*Zu erledigen:*
Seit welchem Jahr ist Guy Wagner laut dem Textauszug als Analyst und Fondsmanager tätig?

*Textauszug:*
_ _ _

Guy Wagner: „Gold trägt viel zur Absicherung der Aktienvolatilität bei“

Fondsmanager Guy Wagner kann man mit Fug und Recht als Urgestein bezeichnen – nicht wegen seines Alters, aber aus vielen anderen Gründen. Einmal ist er bereits seit 1986 als Analyst und Fondsmanager aktiv. Seine Karriere hat sich zudem in einem Haus abgespielt: der Banque de Luxembourg. Darüber hinaus verantwortet er den flexiblen Mischfonds BL Global Flexible EUR seit Auflage im April 2005. Der Mann hat also sehr viel gesehen. Ach ja, der bescheiden, bedacht und leise auftretende Investment-Profi ist auch noch Chief Investment Officer und Managing Director bei Banque de Luxembourg Investments. Wir sprachen mit ihm über die Märkte und wie ein Mischfonds-Manager die Herausforderungen der Aktien- und Anleihenmärkte des Jahres 2022 bewältigen kann.

Herr Wagner, der Vergleich zwischen Anleihen und Aktien fällt in diesem Jahr ernüchternd aus. Gemessen an klassischen Aktienindizes hat der vermeintliche Risikopuffer in Portfolios mehr verloren als die Risikoseite. Was ist los mit Bonds?

Ich will Ihre Frage so beantworten: Wir haben den BL Global Flexibel nach der Tech-Krise gebracht, weil wir nach den Erfahrungen zwischen 2000 und 2003 nicht mehr nur mit festen Risikoprofilen arbeiten wollten. Die haben bei Mischfonds ihre Berechtigung, aber ich wollte die Flexibilität haben, ein gemischtes Portfolio an das jeweilige Marktumfeld anzupassen. Es gibt Umstände, in denen bestimmte Anlageklassen schlicht nicht attraktiv sind, und ich wollte die Freiheit haben, unattraktive Anlageklassen soweit wie möglich zu reduzieren. Aktuell liegt die Anleihequote bei unter fünf Prozent.

Anleihen braucht also kein Mensch.

_ _ _

*Daten:*
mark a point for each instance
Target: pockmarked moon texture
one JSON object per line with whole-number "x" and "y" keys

_ _ _

*Antwort:*
Seit 1986.